Восстание Парижской Коммуны против версальского народного собрания и против спасителя отечества — Тьера, совершенное парижскими работниками в виду немецких войск, еще окружавших Париж, обнаруживает и объясняет вполне ту единственную страсть, которая ныне двигает французский пролетариат, для которого отныне, нет и не может быть другого дела, другой цели и другой войны, кроме революционно-социальных.
Это с другой стороны вполне объясняет неистовое исступление, овладевшее сердцами версальских правителей и представителей, а также и неслыханные злодеяния, совершенные под их прямых руководством и благословением над побежденными коммунарами. И, в самом деле, с точки зрения государственного патриотизма, парижские работники совершили ужасное преступление: в виду немецких войск, еще окружавших Париж и только что разгромивших отечество, разбивших в прах его национальное могущество и величие, поразивших в самое сердце национальную честь, они, обуреваемые дикою, космополитическою, социально-революционною страстью, провозгласили окончательное разрушение французского государства, расторжение государственного единства Франции, несовместного с автономиею французских коммун. Немцы только уменьшили границы и силу их политического отечества, а они захотели совсем убить его, и как бы для обнаружения этой изменнической цели, свалили в прах Вандомскую колонну, величественнную свидетельницу прошедшей французской славы!
С политически-патриотической точки зрения какое преступление могло сравниться с таким неслыханным святотатством! И вспомните, что парижский пролетариат совершил его не случайно, не под влиянием каких-нибудь демагогов и не в одну из тех минут безумного увлечения, которые нередко встречаются в истории каждого народа, и особенно французского. Нет, в этот раз парижские работники действовали спокойно, сознательно. Это фактическое отрицание государственного патриотизма было разумеется выражением сильной народной страсти, но страсти не мимолетной, а глубокой, можно сказать, обдуманной и уже обратившейся в народное сознание, страсти раскрывшейся вдруг перед испуганным миром, как бездонная пропасть, готовая поглотить весь настоящий строй общества со всеми его учреждениями, удобствами, привиллегиями и со всею цивилизациею...
Тут оказалось, с ясностью столь же ужасною, сколько и несомненно, что отныне между диким, голодным пролетариатом, обуреваемым социально-революционными страстями и стремящимся неотступно к созданию иного мира, на основании начал человеческой истины, справедливости, свободы, равенства и братства — начал терпимых в порядочном обществе разве только, как невинный предмет исторических упражнений — и между просвещенным и образованным миром привиллегированных классов, отстаивающих с отчаянною энергиею порядок государственный, юридический, метафизический, богословский и военно-полицейский, как последнюю крепость, охраняющую в настоящее время драгоценную привиллегию экономической эксплуатации, — что между этими двумя мирами, говорю я, между чернорабочим людом и образованным обществом, соединяющим в себе, как известно, всевозможные достоинства, красоты и добродетели, всякое примирение невозможно.
Война на жизнь и на смерть! И не в одной только Франции, а в целой Европе, и война эта может кончиться только решительною победою одной из сторон, решительным низложением другой.

### ЗАДАНИЕ:
Ответьте на вопросы по тексту о Парижской Коммуне.
(a) Против кого, согласно первому абзацу, было поднято восстание Парижской Коммуны?
(b) Какой памятник, по словам текста, свалили в прах парижские работники?
(c) Чем, согласно последнему абзацу, может кончиться война между двумя мирами?

### ФРАГМЕНТЫ ЗАПИСЕЙ:
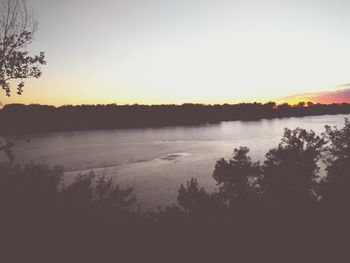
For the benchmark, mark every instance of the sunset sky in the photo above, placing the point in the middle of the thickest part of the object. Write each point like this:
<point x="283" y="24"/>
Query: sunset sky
<point x="167" y="51"/>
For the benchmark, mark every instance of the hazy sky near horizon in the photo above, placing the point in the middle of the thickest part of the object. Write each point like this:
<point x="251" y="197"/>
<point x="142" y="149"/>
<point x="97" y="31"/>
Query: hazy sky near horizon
<point x="176" y="51"/>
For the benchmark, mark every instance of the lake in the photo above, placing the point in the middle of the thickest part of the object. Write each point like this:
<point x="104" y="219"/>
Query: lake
<point x="155" y="161"/>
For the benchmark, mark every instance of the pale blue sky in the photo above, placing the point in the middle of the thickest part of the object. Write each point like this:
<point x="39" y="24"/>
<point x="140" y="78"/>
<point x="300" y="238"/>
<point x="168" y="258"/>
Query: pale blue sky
<point x="164" y="51"/>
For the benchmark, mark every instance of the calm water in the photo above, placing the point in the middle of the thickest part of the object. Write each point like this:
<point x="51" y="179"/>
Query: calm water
<point x="155" y="161"/>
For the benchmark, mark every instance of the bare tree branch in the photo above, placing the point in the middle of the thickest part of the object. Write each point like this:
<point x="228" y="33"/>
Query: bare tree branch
<point x="17" y="28"/>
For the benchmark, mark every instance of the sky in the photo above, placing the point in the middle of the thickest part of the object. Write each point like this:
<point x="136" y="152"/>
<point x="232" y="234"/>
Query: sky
<point x="199" y="51"/>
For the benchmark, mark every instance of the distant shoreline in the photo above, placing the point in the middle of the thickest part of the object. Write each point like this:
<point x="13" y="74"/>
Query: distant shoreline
<point x="19" y="119"/>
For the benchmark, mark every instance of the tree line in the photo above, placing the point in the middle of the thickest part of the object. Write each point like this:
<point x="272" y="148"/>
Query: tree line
<point x="19" y="118"/>
<point x="295" y="201"/>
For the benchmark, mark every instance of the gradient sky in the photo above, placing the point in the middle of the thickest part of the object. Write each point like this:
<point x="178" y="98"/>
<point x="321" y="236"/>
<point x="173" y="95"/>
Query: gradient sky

### ОТВЕТ:
(a) Против версальского народного собрания и против Тьера.
(b) Вандомскую колонну.
(c) Только решительной победой одной из сторон и решительным низложением другой.